Ou seja, não é necessário entender essa crise como o sinal de um fracasso de representação. Podemos, ao invés, perfeitamente conceber nosso escândalo com o comportamento dessa parcela da classe política como um efeito do processo que descrevi anteriormente: a lenta marcha dos "sem-história" história a dentro, um efeito da generalização da disformia periférica. Na verdade, qualquer um que já viu um programa da Xuxa conhece bem isso de ficar mandando beijo para a família e agradecendo aos céus também – ou seja, a coisa pode tanto ser entendida como um sinal de poder do político perante o Congresso quanto como um sinal de impotência perante as câmeras de TV.
De fato, esses "penetras" trazem para a cena aquela vulgaridade que não reconhece os ritos democráticos como um espaço sagrado, pleno de sentido histórico – mas também trazem à tona as condições efetivas de qualquer projeto político contemporâneo, dado que esse predicamento socialmente trincado é o que espera todos nós de uma forma ou outra. Na verdade, para mim está aí a raiz da explicação de por que quanto mais os defensores da "verdadeira" democracia denunciam e se escandalizam com esses novos atores políticos, mais eficácia esses representantes têm para representar a disformia social. Tanto no Brasil quanto em muitos outros lugares do mundo, essa dinâmica parece se repetir: quanto mais a gente acusa o Crivella, o Bolsonaro, o Trump e o Doria de não respeitar a democracia, mais aderência social eles têm; quanto mais a gente desqualifica-os por sua vulgaridade, mais qualificados eles se tornam para encarnar essa nova face do conflito social.
Enquanto a gente não der conta da relação de fundo entre a crise democrática e a exaustão do pacto progressista, isto é, enquanto não reconhecermos que, num certo sentido, o laço entre a ralé pobre e a ralé rica é menos arbitrário – mas também menos evidente – que o laço entre a esquerda e seus representantes, somos nós que vamos ficar de fora da cena política efetiva. Isso não quer dizer que devemos agir igual aos nossos adversários políticos, claro, mas a gente tem que ser capaz de reconhecer o quanto nós devemos ainda hoje à fantasia de que a democracia representativa iria silenciar essa ralé – fantasia dedutível do nosso desgosto de vê-los agora incluídos no debate.
IHU On-Line – Se a democracia representativa está em crise, o que resta como alternativa?

● **Instruções da tarefa**: Edite o texto sobre a crise da democracia em tudo o que vai de "Ou seja, não" até "câmeras de TV.", trocando "câmeras de TV" por "câmeras de televisão".

● **Trechos dos registros**:
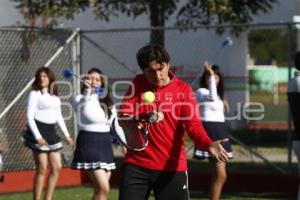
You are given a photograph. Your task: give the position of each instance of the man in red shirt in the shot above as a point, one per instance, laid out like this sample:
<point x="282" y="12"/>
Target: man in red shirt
<point x="162" y="166"/>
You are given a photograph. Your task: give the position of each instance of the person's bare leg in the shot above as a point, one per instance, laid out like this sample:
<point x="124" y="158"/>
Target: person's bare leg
<point x="55" y="164"/>
<point x="100" y="180"/>
<point x="41" y="162"/>
<point x="219" y="176"/>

● **Solução do exercício**:
Ou seja, não é necessário entender essa crise como o sinal de um fracasso de representação. Podemos, ao invés, perfeitamente conceber nosso escândalo com o comportamento dessa parcela da classe política como um efeito do processo que descrevi anteriormente: a lenta marcha dos "sem-história" história a dentro, um efeito da generalização da disformia periférica. Na verdade, qualquer um que já viu um programa da Xuxa conhece bem isso de ficar mandando beijo para a família e agradecendo aos céus também – ou seja, a coisa pode tanto ser entendida como um sinal de poder do político perante o Congresso quanto como um sinal de impotência perante as câmeras de televisão.